• What to do
- A) Return, word for word, the part of the 2008 campaign piece that opens with the words containing "The stiff security" and closes with "the first time.".
- B) Retype the entries character for character, starting from their first line and ending with the line that contains "16), (70, 230)]", with that line included.

Change we believed in

In 2008 Conor Ryan chased the American presidential campaign from coast to coast. Four years later he reveals the surreal scenes that the television cameras could never capture.

Change we believed in

There were moments when it almost seemed normal. This would mostly happen on days when you could squeeze in a second campaign event somewhere in the north eastern swing states.

Familiar autumn weather. Another identical looking press pass pinned to your lapel.

A similar, shallow warm-up act from whatever congressional candidate was nearest to the quaint colonial town.

That speaker would then hand over to some higher-ranked player vying for the senate seat or the governor’s office.

The stiff security detail took their places. The roadies tended to the rigs. With minutes to go the television crews swept in, scrambling for space and functioning hook-up wires that ran to the low scaffold riser.

Predictably the pool photographers would arrive and elbow out the local snappers, who would have taken up prime positions an hour earlier.

Finally the elite political journalists, embedded with each campaign, arrived off the bus and took the cordoned-off seats.

The pep-rally playlist rang out. The national anthem was played. The introduction was made. There were roars.

And then came the speech. The same speech.

The same speech that was delivered at the southern tip of Florida and up to the top of the Great Divide in Montana.

It had not changed in weeks, save for the odd shift in emphasis. But the crowd hung on it like they heard it for the first time.

Because, in most cases, they just had. The coincidental choreography of national media bulletins meant that if there was no new news they just moved down to the next paragraph of the stump speech.

It was repackaged as if this fifth-choice sound bite had never been uttered before.

The crowd cheered in the same places and pepped up on cue. Finally, with a last grip of the fist, Bruce Springsteen’s The Rising belted out of the Tannoy and the man they came to see walked off stage.

Sometimes it was not until the first few lines of the subsequent report ran across the computer screen that the surreal nature of this routine became obvious:

“Presidential candidate Barack Obama said…”

That was 2008. A country, that since its inception had embarrassed itself with racism, was about to pick a black man to be its leader.

• Extracted data
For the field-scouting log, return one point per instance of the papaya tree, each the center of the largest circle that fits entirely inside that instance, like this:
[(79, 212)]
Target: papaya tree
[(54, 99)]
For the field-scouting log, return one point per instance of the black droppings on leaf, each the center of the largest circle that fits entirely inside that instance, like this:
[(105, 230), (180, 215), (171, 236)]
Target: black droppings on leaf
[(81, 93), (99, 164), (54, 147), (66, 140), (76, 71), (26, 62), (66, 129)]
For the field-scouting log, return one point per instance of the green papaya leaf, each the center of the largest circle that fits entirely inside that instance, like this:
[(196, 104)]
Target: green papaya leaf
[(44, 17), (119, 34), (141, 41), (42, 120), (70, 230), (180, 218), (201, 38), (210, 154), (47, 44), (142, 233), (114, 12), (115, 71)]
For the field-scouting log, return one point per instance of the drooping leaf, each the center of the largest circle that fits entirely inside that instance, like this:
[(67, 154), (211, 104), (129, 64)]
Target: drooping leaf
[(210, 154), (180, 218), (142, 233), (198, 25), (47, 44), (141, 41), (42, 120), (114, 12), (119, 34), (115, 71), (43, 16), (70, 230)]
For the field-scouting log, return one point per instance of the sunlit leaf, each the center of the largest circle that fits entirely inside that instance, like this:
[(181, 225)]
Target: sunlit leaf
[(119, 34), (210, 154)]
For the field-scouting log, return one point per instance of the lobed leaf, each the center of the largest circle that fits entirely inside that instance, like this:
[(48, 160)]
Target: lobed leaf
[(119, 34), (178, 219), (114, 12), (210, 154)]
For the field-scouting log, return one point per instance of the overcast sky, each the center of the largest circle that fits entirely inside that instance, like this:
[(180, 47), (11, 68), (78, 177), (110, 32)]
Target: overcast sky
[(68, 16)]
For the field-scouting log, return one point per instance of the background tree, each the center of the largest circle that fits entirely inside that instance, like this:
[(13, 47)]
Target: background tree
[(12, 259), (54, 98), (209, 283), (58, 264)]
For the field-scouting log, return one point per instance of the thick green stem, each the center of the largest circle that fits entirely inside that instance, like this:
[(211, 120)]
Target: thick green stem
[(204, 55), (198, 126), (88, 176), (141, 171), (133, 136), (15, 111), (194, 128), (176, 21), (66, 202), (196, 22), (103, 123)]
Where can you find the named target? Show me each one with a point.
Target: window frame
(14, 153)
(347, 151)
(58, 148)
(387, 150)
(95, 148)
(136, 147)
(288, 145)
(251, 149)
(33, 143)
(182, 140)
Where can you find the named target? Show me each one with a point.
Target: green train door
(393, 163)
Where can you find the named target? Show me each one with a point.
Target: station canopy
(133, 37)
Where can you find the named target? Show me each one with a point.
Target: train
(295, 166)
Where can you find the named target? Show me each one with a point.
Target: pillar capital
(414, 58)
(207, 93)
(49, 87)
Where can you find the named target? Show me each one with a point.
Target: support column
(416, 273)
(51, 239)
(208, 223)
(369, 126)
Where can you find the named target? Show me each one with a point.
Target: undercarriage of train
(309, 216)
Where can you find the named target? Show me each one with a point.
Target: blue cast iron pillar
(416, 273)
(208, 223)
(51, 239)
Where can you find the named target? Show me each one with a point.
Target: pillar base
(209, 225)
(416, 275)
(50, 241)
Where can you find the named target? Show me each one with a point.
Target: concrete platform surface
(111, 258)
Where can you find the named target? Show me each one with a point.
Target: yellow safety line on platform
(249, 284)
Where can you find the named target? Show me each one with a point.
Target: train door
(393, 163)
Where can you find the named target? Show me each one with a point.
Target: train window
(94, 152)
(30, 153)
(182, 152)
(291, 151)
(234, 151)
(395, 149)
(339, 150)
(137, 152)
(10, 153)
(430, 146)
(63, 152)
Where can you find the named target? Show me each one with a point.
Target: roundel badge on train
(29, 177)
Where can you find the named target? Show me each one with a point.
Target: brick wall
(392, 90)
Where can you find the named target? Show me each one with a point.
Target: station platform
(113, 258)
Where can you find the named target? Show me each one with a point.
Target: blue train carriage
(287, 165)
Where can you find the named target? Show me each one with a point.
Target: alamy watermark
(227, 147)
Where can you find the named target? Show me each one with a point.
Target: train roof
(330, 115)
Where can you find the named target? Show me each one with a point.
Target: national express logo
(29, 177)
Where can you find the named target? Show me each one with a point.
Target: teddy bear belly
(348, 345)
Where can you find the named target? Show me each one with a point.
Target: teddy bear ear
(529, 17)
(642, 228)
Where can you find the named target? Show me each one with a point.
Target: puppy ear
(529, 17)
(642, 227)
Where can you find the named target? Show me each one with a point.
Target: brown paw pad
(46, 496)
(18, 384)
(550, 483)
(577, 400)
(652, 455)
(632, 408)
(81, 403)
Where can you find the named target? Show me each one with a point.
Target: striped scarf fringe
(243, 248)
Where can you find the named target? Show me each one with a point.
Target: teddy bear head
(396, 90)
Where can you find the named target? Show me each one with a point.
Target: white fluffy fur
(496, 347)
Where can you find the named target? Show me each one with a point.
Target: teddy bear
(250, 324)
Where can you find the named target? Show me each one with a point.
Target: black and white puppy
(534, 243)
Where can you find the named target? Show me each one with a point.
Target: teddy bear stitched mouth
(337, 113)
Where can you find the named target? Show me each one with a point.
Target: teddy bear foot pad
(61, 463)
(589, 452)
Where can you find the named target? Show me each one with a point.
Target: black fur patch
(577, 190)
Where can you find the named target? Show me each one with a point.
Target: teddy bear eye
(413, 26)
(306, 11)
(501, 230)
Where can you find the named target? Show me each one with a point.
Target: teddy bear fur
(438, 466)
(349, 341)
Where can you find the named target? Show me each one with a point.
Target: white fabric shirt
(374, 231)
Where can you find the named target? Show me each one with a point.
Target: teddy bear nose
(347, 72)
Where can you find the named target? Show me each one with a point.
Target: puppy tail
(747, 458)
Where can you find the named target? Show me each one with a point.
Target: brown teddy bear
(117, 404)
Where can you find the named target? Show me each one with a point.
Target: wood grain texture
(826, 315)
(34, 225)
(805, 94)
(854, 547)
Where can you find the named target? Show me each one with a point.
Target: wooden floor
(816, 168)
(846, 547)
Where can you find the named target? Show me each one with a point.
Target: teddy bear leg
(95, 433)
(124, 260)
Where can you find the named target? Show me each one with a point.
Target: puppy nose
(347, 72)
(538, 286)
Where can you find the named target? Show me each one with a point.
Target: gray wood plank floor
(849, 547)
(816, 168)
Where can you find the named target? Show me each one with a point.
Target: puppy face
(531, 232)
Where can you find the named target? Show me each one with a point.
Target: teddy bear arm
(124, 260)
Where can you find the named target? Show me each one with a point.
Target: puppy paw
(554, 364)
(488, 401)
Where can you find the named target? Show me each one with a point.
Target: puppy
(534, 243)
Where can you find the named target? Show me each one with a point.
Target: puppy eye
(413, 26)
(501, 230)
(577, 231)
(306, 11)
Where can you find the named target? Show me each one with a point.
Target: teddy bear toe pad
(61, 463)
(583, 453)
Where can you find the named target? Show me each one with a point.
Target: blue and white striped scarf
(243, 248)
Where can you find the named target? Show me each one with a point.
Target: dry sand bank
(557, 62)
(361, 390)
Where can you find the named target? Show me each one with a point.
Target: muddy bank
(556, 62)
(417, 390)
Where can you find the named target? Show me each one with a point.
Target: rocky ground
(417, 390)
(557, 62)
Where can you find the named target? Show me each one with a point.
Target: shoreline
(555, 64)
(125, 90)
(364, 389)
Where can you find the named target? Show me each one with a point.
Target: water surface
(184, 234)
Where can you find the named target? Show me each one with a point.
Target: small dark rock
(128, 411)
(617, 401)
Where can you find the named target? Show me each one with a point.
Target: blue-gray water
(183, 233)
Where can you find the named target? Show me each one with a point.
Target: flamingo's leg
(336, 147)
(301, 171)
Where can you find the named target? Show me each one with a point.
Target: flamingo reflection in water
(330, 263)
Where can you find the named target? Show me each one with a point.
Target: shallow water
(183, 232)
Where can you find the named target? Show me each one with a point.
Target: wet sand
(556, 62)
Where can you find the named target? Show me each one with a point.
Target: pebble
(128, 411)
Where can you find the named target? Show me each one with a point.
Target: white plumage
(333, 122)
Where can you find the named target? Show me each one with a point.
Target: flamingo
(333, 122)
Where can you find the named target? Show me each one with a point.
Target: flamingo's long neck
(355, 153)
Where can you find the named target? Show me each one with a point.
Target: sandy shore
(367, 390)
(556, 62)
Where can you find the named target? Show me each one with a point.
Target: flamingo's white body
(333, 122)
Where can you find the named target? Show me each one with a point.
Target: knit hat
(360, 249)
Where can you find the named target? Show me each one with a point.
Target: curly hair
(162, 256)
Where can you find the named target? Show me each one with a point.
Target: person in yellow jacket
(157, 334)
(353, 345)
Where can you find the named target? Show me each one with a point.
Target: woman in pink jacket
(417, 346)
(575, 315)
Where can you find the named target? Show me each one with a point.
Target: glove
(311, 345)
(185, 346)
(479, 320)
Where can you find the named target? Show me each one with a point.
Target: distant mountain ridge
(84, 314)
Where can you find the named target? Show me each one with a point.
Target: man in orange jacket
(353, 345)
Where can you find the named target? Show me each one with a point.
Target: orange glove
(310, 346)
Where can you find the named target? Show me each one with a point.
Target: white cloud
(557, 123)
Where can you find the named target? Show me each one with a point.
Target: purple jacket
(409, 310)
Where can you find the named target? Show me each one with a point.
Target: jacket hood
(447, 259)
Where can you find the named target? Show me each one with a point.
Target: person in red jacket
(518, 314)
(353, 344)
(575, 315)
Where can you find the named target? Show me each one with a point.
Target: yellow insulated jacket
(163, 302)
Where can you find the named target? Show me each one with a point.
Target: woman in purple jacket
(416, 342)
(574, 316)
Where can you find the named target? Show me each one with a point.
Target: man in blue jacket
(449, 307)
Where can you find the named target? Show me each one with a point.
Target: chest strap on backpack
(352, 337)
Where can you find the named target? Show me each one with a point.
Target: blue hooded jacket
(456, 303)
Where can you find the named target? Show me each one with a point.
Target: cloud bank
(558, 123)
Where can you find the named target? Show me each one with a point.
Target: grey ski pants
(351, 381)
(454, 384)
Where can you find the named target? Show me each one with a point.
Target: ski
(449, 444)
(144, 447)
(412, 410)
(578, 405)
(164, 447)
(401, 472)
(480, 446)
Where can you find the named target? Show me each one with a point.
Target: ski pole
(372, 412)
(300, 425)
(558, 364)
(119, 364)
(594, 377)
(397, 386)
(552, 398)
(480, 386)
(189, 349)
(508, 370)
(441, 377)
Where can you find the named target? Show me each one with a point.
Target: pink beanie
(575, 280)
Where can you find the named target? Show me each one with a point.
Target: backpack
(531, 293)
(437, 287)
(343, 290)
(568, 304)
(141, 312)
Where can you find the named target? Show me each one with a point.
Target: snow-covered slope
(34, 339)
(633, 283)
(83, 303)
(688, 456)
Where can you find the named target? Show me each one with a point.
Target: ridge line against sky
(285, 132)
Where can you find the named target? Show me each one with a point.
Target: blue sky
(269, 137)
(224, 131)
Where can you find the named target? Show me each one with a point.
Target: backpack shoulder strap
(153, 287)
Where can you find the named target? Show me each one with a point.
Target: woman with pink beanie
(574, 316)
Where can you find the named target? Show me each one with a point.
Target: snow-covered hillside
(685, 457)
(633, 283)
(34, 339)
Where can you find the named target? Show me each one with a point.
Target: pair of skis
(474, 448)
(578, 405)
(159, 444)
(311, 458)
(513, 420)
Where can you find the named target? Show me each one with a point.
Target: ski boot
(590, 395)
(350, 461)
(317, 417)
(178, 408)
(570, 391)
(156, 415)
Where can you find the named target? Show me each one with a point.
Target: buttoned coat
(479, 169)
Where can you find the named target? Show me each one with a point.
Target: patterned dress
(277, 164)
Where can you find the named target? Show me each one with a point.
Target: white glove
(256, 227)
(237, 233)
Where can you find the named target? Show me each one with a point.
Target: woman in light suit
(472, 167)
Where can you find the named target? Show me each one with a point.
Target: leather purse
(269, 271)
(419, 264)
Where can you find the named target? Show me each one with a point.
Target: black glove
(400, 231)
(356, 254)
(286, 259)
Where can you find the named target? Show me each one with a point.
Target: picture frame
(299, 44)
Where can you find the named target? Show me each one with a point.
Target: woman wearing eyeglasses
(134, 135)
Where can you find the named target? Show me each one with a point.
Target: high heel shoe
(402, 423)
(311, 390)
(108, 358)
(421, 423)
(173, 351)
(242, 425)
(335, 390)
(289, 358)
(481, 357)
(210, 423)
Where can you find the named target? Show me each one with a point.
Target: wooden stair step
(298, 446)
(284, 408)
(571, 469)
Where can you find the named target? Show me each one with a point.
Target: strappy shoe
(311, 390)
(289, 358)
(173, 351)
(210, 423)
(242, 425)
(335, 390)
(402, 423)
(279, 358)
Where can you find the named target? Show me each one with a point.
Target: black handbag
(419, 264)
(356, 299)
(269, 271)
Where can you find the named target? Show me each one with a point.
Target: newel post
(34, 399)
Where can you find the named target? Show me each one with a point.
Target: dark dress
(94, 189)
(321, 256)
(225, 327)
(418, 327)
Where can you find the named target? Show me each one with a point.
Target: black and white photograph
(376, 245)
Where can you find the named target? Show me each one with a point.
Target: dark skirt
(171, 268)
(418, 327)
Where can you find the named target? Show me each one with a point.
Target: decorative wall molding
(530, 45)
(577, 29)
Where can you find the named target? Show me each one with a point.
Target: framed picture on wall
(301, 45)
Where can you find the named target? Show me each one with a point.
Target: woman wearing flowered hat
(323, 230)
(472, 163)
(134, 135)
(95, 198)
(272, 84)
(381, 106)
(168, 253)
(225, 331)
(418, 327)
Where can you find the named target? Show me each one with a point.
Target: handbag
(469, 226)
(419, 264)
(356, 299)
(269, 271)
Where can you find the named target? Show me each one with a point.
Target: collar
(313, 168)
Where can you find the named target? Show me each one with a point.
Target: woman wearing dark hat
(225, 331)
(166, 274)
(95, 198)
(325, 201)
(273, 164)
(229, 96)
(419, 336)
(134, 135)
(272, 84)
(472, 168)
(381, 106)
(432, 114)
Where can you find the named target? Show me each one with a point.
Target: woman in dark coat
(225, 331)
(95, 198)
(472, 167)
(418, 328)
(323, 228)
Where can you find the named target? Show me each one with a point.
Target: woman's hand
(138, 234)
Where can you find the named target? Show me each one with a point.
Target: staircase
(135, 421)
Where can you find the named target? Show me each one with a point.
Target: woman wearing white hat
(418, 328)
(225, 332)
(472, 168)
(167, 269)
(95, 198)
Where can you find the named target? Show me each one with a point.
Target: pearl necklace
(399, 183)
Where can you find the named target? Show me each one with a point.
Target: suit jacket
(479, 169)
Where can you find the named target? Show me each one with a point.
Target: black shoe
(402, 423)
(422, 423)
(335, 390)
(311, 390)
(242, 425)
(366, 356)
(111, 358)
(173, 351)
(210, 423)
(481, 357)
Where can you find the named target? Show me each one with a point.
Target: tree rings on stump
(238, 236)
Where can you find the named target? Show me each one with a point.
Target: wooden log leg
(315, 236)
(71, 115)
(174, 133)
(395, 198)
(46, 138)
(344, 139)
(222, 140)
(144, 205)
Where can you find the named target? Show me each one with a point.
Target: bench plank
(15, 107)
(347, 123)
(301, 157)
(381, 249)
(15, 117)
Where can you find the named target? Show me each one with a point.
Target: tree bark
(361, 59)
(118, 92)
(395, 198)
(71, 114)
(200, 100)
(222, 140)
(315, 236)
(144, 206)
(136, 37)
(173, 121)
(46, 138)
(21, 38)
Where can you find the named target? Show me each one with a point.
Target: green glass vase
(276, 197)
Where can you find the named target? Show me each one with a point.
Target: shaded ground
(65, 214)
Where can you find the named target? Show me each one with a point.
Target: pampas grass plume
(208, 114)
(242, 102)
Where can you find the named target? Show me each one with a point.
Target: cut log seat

• Solutions to each task
- A)
The stiff security detail took their places. The roadies tended to the rigs. With minutes to go the television crews swept in, scrambling for space and functioning hook-up wires that ran to the low scaffold riser.

Predictably the pool photographers would arrive and elbow out the local snappers, who would have taken up prime positions an hour earlier.

Finally the elite political journalists, embedded with each campaign, arrived off the bus and took the cordoned-off seats.

The pep-rally playlist rang out. The national anthem was played. The introduction was made. There were roars.

And then came the speech. The same speech.

The same speech that was delivered at the southern tip of Florida and up to the top of the Great Divide in Montana.

It had not changed in weeks, save for the odd shift in emphasis. But the crowd hung on it like they heard it for the first time.

- B)
For the field-scouting log, return one point per instance of the papaya tree, each the center of the largest circle that fits entirely inside that instance, like this:
[(79, 212)]
Target: papaya tree
[(54, 99)]
For the field-scouting log, return one point per instance of the black droppings on leaf, each the center of the largest circle that fits entirely inside that instance, like this:
[(105, 230), (180, 215), (171, 236)]
Target: black droppings on leaf
[(81, 93), (99, 164), (54, 147), (66, 140), (76, 71), (26, 62), (66, 129)]
For the field-scouting log, return one point per instance of the green papaya leaf, each the center of the largest circle that fits entirely inside that instance, like this:
[(196, 104)]
Target: green papaya leaf
[(44, 17), (119, 34), (141, 41), (42, 120), (70, 230), (180, 218), (201, 38), (210, 154), (47, 44), (142, 233), (114, 12), (115, 71)]
For the field-scouting log, return one point per instance of the drooping leaf, each the center of the largest circle that fits entirely inside that instance, like this:
[(67, 154), (211, 104), (129, 64)]
Target: drooping leaf
[(210, 154), (180, 218), (142, 233), (198, 25), (47, 44), (141, 41), (42, 120), (114, 12), (119, 34), (115, 71), (43, 16), (70, 230)]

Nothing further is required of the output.